- _WORK REQUEST A_
In the article about the Takarkori mummy DNA, roughly how long ago did the lost lineage split from the ancestors of sub-Saharan Africans?
- _WORK REQUEST B_
Pick up the article about the Takarkori mummy DNA where it stops, and keep writing it.
[Opening TEXT PASSAGE section]
This 7,000-year-old mummy DNA has revealed a ‘ghost’ branch of humanity

This 7,000-year-old mummy DNA has revealed a ‘ghost’ branch of humanity

Ancient remains hidden in a Libyan cave have opened the door to a long lost human lineage

Archaeological Mission in the Sahara, Sapienza University of Rome

Published: April 2, 2025 at 3:00 pm

Today, the Sahara Desert is one of the most inhospitable places on our planet. But it wasn’t always this way. 

Roll the clock back 7,000 years, and the Sahara was a lush, green savannah, teeming with wildlife, dotted with lakes – including one the size of modern-day Germany. It was, in other words, the perfect place for our ancient ancestors to settle.

But who were they? We might finally know.

Scientists have successfully analysed the DNA of two naturally mummified individuals from the Takarkori rock shelter, in what is now southwestern Libya. Their findings reveal something extraordinary: these ancient people belonged to a previously unknown branch of the human family tree.

The two women belonged to a so-called 'ghost population' – one that had only ever been glimpsed as faint genetic echoes in modern humans, but never found in the flesh.

“These samples come from some of the oldest mummies in the world,” Prof Johannes Krause, senior author of the new study, told BBC Science Focus. It is, he explained, remarkable that genome sequencing was possible at all, given hot conditions tend to degrade such information. 

A desert landscape under bright blue sky.
View from the Takarkori rock shelter in Southern Libya. - Archaeological Mission in the Sahara, Sapienza University of Rome

Genome sequencing is the process of reading the complete set of genetic instructions found in an organism’s DNA – a kind of biological blueprint.

Earlier studies had examined the mummies’ mitochondrial DNA, which is much more limited. It’s passed down only through the maternal line, and is far shorter than the full genome found in the cell nucleus.

“There are around 16,000 base pairs in mitochondrial DNA,” Krause said. “That might sound like a lot, but compared to the whole genome, which has 3.2 billion, it’s just a fraction."

So what did the team discover from this newly unlocked genetic treasure trove?

First, they found that this lost lineage split from the ancestors of sub-Saharan Africans around 50,000 years ago – about the same time other groups were beginning to migrate out of Africa. 

Remarkably, this group then remained genetically isolated from other groups of humans for tens of thousands of years, all the way through to the time when these two women died around 7,000 years ago. 

“It’s incredible,” Krause said. “At the time when they were alive, these people were almost like living fossils – like something that shouldn’t be there. If you’d told me these genomes were 40,000 years old, I would have believed it.” 

A rocky desert landscape.
[Closing TEXT PASSAGE section]
[Opening SOURCE MATERIAL section]
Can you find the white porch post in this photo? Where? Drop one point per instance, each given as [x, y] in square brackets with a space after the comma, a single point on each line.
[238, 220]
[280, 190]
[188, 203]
[Closing SOURCE MATERIAL section]
- _TASK OUTPUT A_
Around 50,000 years ago.

- _TASK OUTPUT B_
View of the Takarkori rock shelter under excavation in Southern Libya. - Archaeological Mission in the Sahara, Sapienza University of Rome

This long-term isolation reveals two major insights. First, while the 'Green Sahara' – which lasted from 15,000 to 5,000 years ago – was a lush habitat for humans, it didn’t serve as a migration corridor between north and sub-Saharan Africa, as many scientists had previously assumed. 

Second, there was some genetic mixing with populations to the North, including Neanderthals. But it was limited – far less than in non-African populations, which carry about ten times more Neanderthal DNA than the Takarkori people.

We know that these people were pastoralists, meaning that they kept livestock like cattle. However, their
genetic isolation suggests they adopted this lifestyle by exchanging knowledge and practices with neighbouring groups – rather than through migration and subsequent genetic mixing. Again, a surprise to the scientists. 

Unsolved puzzle

The genome-wide sequencing of the mummies has revealed much about this lost human lineage. Still, many more mysteries remain. 

“The greening of the Sahara only happened 15,000 years ago. Before that, it was a desert again,” Krause said. “So we actually don’t know where they were hanging out between 50,000 years ago – when they split from the southern African population – and 15,000 years ago.” 

Wherever they went, they must have remained isolated for tens of thousands of years. A lost Eden perhaps? We may never know. 

“It’s a real mystery,” Krause added. 

Krause's study was published in Nature.

About our expert

Johannes Krause is the director of the Max Planck Institute for Evolutionary Anthropology in the Department of Archaeogenetics, Leipzig, Germany. He is also a professor of archaeogenetics at the Institute of Zoology and Evolutionary Research, Friedrich Schiller University Jena, Germany. Krause has authored more than 250 publications, mainly in peer-reviewed journals, including Nature, Science, Cell, Nature Reviews Genetics. In 2010, he was awarded the AAAS Newcomb Cleveland Prize and then the Thuringian Research Prize for Top Performance in Basic Research in 2017.